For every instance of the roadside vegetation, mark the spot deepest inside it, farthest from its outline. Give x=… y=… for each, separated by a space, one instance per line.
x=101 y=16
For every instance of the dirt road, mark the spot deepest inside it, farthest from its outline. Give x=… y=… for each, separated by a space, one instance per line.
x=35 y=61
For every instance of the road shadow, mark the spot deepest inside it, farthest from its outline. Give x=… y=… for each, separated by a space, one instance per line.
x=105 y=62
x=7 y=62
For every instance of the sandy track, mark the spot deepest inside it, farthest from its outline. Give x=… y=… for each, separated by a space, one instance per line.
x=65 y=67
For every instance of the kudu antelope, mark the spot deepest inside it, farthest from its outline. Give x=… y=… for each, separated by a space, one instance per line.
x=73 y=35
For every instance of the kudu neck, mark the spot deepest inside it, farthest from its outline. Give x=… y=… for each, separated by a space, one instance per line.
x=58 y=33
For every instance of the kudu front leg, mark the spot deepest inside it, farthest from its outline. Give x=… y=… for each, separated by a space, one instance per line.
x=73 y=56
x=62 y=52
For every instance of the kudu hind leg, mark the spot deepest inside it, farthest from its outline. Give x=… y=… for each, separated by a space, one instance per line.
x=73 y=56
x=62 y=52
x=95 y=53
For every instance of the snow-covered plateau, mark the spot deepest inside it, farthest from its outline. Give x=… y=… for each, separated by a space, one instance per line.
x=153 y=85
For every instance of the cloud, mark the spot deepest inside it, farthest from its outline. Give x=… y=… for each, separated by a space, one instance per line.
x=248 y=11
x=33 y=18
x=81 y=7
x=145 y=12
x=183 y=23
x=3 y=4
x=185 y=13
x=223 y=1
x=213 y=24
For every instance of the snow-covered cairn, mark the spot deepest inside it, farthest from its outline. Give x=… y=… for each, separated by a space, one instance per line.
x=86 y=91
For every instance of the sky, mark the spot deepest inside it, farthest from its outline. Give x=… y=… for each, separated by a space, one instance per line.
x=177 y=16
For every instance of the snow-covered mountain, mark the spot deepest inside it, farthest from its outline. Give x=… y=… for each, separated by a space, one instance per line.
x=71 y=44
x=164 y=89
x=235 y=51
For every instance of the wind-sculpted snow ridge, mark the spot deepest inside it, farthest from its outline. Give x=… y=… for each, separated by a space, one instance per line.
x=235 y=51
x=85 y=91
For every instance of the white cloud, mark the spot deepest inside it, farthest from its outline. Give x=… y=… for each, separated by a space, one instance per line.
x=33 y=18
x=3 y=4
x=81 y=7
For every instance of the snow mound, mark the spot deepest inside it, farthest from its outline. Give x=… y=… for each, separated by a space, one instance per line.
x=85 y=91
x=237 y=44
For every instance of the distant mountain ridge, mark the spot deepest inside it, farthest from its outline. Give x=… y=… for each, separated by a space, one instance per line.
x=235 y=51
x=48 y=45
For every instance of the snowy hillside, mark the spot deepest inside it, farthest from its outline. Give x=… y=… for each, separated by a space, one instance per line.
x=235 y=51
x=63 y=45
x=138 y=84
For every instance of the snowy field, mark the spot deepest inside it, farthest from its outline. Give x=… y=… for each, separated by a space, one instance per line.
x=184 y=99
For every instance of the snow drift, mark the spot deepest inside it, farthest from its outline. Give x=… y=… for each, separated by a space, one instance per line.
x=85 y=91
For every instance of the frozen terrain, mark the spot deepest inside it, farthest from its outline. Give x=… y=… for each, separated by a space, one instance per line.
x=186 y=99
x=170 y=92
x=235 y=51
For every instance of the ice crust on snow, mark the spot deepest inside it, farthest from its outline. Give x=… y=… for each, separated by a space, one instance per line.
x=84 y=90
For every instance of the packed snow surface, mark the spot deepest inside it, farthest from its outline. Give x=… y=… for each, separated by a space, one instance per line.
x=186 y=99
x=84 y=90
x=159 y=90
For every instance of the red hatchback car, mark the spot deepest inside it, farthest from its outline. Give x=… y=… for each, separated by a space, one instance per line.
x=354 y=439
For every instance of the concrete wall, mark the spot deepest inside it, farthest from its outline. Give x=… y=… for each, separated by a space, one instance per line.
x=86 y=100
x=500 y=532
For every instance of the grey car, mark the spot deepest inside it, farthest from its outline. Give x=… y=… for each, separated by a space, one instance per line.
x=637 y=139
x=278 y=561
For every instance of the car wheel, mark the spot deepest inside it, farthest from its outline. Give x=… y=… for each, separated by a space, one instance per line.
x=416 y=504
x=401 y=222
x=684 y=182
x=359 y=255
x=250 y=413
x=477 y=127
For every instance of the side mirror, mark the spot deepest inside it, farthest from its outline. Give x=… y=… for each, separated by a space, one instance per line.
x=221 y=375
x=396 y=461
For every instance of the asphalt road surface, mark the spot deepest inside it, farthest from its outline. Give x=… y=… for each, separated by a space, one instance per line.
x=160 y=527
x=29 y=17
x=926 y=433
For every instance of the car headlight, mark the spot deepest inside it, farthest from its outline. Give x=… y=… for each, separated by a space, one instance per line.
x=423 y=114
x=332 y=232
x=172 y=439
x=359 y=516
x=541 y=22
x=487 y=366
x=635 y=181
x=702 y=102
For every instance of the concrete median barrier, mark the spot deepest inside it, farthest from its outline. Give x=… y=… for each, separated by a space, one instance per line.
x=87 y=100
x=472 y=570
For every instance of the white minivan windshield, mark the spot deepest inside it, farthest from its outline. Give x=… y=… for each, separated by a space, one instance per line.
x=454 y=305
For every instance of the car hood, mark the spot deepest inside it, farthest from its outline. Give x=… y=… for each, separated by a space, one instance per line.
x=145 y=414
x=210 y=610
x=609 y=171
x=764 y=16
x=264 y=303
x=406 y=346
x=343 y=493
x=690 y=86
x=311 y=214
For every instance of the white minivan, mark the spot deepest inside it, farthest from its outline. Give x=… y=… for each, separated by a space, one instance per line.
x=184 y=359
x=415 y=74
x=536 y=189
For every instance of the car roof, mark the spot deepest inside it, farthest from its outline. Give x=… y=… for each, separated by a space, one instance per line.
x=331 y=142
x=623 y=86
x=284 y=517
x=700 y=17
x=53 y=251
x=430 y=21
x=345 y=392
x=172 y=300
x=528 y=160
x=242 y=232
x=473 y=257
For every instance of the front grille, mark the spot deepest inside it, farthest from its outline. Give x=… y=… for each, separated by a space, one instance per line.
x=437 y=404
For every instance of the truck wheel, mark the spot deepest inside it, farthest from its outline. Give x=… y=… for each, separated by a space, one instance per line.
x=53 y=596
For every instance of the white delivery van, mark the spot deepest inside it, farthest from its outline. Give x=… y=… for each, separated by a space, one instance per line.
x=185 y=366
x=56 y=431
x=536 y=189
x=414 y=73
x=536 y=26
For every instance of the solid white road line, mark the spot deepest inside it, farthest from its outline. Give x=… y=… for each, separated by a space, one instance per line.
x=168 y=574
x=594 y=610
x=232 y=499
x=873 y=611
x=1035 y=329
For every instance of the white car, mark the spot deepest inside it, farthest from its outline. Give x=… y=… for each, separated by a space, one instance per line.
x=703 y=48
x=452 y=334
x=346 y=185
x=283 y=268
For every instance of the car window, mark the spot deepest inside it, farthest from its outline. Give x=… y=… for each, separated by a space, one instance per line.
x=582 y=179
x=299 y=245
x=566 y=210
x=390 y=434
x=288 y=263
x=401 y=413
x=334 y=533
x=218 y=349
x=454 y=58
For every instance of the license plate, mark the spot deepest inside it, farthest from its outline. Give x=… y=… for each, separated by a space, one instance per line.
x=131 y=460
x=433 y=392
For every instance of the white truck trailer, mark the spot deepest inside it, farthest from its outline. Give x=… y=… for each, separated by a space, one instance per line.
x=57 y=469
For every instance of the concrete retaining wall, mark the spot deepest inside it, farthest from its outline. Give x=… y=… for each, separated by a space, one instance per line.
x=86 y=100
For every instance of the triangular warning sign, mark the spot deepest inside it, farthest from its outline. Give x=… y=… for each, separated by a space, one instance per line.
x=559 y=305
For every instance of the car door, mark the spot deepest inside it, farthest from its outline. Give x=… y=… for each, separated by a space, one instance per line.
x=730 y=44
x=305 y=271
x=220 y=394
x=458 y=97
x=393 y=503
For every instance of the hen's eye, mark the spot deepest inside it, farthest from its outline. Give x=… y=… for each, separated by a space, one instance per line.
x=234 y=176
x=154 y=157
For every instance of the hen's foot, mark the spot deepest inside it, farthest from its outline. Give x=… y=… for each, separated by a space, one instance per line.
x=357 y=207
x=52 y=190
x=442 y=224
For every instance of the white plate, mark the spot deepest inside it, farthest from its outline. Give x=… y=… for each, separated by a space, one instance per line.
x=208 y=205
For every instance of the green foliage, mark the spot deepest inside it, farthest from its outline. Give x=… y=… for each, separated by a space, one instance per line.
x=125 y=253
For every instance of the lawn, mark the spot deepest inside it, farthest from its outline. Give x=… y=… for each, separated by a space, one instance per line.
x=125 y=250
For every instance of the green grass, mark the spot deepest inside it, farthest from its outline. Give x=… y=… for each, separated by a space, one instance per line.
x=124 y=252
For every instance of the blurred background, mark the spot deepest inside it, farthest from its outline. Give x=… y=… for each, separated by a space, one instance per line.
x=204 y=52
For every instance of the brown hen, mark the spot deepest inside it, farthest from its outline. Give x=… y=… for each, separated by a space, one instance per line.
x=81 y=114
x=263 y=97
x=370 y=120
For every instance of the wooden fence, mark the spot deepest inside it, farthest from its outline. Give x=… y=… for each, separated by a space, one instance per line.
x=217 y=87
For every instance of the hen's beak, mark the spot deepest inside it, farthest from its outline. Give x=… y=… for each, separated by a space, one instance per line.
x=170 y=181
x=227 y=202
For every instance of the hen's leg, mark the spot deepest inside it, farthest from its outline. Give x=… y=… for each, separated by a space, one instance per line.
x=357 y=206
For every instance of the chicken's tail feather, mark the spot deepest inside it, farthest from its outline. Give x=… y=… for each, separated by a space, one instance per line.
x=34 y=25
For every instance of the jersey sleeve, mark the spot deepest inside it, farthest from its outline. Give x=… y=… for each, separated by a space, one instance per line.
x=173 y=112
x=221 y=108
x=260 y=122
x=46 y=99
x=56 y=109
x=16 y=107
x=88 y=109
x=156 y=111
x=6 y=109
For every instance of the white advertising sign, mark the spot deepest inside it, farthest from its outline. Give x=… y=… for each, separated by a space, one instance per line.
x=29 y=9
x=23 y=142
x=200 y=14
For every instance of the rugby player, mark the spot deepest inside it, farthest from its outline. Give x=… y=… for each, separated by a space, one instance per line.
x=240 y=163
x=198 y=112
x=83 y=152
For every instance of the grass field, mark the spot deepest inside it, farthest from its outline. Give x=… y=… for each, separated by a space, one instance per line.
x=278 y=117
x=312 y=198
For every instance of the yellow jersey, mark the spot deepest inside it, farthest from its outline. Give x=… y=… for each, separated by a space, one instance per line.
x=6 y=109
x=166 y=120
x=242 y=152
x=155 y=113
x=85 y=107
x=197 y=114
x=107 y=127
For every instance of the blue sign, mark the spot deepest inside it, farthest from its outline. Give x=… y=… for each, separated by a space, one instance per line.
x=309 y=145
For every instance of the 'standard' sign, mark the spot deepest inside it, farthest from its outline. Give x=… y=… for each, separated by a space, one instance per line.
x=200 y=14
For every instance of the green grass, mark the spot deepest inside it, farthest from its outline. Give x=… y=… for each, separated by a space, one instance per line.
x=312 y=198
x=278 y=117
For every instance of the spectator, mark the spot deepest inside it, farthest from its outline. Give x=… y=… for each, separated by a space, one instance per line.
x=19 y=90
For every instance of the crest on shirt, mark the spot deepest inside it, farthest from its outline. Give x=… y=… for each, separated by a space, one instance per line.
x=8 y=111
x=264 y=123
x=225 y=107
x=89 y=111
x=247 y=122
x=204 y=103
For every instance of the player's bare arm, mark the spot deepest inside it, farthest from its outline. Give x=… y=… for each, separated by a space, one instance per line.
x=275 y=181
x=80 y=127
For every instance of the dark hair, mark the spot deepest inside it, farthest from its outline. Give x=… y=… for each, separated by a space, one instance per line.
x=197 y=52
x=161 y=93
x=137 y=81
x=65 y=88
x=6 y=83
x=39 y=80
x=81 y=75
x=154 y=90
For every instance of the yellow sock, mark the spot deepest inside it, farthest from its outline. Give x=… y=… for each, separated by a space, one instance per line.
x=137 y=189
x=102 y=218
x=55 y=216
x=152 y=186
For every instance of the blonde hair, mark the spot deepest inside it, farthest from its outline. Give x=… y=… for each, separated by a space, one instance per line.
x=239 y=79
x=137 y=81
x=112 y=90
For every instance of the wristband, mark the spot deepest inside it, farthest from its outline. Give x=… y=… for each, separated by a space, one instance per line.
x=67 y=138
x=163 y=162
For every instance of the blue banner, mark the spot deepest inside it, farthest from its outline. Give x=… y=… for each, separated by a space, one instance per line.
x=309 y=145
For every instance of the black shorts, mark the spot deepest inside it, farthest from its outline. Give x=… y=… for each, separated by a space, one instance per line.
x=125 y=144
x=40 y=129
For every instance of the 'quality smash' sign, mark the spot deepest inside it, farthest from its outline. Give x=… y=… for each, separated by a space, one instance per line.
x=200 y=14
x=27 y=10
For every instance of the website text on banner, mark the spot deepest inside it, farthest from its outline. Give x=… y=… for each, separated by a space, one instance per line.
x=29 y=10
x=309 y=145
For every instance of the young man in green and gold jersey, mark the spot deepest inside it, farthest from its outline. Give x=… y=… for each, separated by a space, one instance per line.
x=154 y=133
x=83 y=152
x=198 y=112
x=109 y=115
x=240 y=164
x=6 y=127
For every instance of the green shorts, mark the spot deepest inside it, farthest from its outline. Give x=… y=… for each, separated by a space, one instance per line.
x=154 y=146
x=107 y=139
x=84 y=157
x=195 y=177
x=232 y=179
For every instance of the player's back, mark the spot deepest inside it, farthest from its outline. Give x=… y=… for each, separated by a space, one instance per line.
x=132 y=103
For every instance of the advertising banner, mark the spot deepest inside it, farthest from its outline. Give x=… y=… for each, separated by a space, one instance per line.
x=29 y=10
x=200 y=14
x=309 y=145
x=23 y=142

### What to produce
Rewrite everything from the line containing "For every instance of the website" down to the last of the records above, keeping the requests as they are and adding 32 to every x and y coordinate in the answers.

### Exercise answer
For every instance of the website text on banner, mark the spot deepest inside it, farthest from its outline. Give x=… y=… for each, separated by a space, one instance per line.
x=61 y=42
x=341 y=177
For every instance of the young man in green and gold jersey, mark the spot deepest inside it, farthest from its outline. Give x=… y=… for each, separated by a space, one instance per line.
x=186 y=165
x=115 y=184
x=230 y=144
x=141 y=147
x=272 y=196
x=38 y=159
For every instance of the green shorts, mark the spot deepest inside it, farthest from its outline. Give x=… y=… for each, separated by a space, one instance per line.
x=186 y=178
x=139 y=171
x=116 y=189
x=227 y=209
x=264 y=211
For every instance of the player's back, mark the spot deepest inside it, farthest from its outline. Give x=… y=… for each, separated by a space, one instance per line.
x=164 y=135
For every instance of the advertising banner, mark the spot deepest inside it, farthest from its outline. Give x=… y=… for each, separated by a space, one instance per line.
x=61 y=42
x=232 y=46
x=341 y=177
x=55 y=174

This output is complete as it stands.